# Document passage
*** Begin section ***

Author Topic: Repeated failures to do first update  (Read 7573 times)

lawrie

  • Newbie
  • *
  • Posts: 6
Repeated failures to do first update
« on: March 22, 2016, 08:57:05 am »
I am trying to update my two Oaks. I have had them a while, but waited until the software appeared to be more stable.

After repeated failures, I looked at the troubleshooting guide and downloaded the Windows software for local updates. The Oak connects successfully and starts the process, but it then fails the firmware update after a random number of bytes have been written. It varies from about 200,000 to 700,000 bytes. The same thing happens on both my devices. Here is the log of the 21st attempt:

2016-03-22 15:21:36 New connection from: 192.168.0.34
2016-03-22 15:21:36 Starting firmware transfer to: 192.168.0.34
2016-03-22 15:22:08 Connection lost to: 192.168.0.34
2016-03-22 15:22:08 Firmware request finished for 192.168.0.34 (Reason: [Failure instance: Traceback (failure with no frames): <class 'twisted.internet.error.ConnectionLost'>: Connection to the other side was lost in a non-clean fashion: Connection lost.
])
2016-03-22 15:22:08 Early termination to: 192.168.0.34 (321536 bytes written, fail count = 21)
2016-03-22 15:22:08 Finishing firmware transfer to: 192.168.0.34 (22 transfers done)

I also tried the second solution from the troubleshooting guide - setting up an unencrypted guest access point on my router. That failed the same way.

Is there anything else I can try to get these devices updated?
« Last Edit: March 22, 2016, 11:36:31 am by lawrie »

emardee

  • Full Member
  • ***
  • Posts: 135
Re: Repeated failures to do first update
« Reply #1 on: March 22, 2016, 12:53:32 pm »
Faster wifi seems to have problems for this initial update.

If you can force your wifi back to "g" or even "b only" it will have a better chance of success.

Mine worked best on an old router which I have hung off the inside of my network (eg WAN port of old router on a LAN port of my fancy router). That worked without any changing of settings.

defragster

  • Sr. Member
  • ****
  • Posts: 467
Re: Repeated failures to do first update
« Reply #2 on: March 22, 2016, 12:56:04 pm »
I had perfect success with my Local server on 7 oaks - with a little extra grief on two of the units. All registered and updated (one was already registered BETA)

Is your computer running the server on a WIRED connection?  If wireless there may be unnecessary Radio air traffic fights.  I used Windows 10 from a CMD PROMPT run as ADMIN with my laptop on wire to wireless router.

Not sure if my steps show I did it differently: http://digistump.com/board/index.php/topic,2103.msg9700.html#msg9700

I changed no router settings - including required login or default/optimal speed.

emardee

  • Full Member
  • ***
  • Posts: 135
Re: Repeated failures to do first update
« Reply #3 on: March 22, 2016, 02:00:41 pm »
I want to make clear that these slower wifi speeds are only needed to get the initial firmware loaded. Once that is achieved the normal wifi settings can be returned, and the device has no problems with "n" speeds etc.

*** End section ***

# Required tasks
[1] Condense the paragraph of the forum thread that begins "After repeated failures, I looked at the troubleshooting guide" into a shorter version that keeps its main facts.
[2] Change the forum thread passage that begins at the words "If you can force" and stops after "to wireless router.", replacing "fancy router" with "main router".

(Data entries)
*** Begin section ***

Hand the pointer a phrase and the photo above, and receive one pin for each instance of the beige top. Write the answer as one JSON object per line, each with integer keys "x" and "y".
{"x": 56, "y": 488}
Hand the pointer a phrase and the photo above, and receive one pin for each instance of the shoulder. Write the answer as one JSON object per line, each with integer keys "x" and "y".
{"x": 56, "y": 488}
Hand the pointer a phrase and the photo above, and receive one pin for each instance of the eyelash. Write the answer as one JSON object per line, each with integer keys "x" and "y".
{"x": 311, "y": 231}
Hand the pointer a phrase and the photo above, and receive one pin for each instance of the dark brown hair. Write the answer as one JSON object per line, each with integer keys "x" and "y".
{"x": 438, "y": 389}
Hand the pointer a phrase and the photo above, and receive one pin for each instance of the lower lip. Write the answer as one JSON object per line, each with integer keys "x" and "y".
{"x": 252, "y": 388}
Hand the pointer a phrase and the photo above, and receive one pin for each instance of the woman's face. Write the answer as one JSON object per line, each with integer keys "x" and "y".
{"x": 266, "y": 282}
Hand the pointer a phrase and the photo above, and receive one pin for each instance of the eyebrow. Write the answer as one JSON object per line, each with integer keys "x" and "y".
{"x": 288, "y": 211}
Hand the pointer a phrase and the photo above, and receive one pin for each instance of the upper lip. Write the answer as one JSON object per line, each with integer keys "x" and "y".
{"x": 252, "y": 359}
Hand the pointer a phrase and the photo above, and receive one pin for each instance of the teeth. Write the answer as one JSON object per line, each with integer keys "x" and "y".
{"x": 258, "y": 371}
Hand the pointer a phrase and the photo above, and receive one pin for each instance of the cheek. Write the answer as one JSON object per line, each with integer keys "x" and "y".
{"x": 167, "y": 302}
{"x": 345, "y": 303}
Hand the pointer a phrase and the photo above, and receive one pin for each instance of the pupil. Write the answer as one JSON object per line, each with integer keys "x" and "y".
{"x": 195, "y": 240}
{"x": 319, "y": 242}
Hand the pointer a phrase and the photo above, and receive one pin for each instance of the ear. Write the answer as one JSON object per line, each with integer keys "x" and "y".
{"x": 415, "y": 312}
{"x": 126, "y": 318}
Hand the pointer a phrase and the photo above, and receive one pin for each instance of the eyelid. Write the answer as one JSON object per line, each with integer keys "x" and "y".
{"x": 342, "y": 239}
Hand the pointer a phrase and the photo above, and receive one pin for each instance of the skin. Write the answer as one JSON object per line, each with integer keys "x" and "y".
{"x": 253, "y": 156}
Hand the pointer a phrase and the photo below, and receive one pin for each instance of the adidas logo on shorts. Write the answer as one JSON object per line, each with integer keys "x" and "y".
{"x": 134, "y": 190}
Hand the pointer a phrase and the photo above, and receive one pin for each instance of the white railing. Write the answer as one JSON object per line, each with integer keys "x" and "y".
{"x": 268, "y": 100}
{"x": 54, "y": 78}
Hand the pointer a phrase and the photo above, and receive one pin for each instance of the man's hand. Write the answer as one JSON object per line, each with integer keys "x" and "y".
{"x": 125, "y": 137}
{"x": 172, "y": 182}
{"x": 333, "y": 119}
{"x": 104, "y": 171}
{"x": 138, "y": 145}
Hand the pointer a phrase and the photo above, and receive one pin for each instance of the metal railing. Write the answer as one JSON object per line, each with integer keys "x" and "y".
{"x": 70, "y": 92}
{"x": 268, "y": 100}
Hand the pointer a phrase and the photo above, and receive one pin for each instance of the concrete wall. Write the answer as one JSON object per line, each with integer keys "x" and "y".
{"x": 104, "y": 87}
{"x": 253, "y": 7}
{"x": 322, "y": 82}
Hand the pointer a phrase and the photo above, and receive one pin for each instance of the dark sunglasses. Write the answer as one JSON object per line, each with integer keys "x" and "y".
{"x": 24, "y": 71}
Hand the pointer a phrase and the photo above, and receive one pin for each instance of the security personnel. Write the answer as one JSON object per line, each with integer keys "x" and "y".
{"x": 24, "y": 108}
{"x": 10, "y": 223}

*** End section ***

# Exercise answers
[1] After repeated failures, I followed the troubleshooting guide and downloaded the Windows software for local updates. The Oak connects and starts the process, but the firmware update fails after a random number of bytes, from about 200,000 to 700,000. Both devices behave the same way. A log of the 21st attempt follows.

[2]
If you can force your wifi back to "g" or even "b only" it will have a better chance of success.

Mine worked best on an old router which I have hung off the inside of my network (eg WAN port of old router on a LAN port of my main router). That worked without any changing of settings.

defragster

  • Sr. Member
  • ****
  • Posts: 467
Re: Repeated failures to do first update
« Reply #2 on: March 22, 2016, 12:56:04 pm »
I had perfect success with my Local server on 7 oaks - with a little extra grief on two of the units. All registered and updated (one was already registered BETA)

Is your computer running the server on a WIRED connection?  If wireless there may be unnecessary Radio air traffic fights.  I used Windows 10 from a CMD PROMPT run as ADMIN with my laptop on wire to wireless router.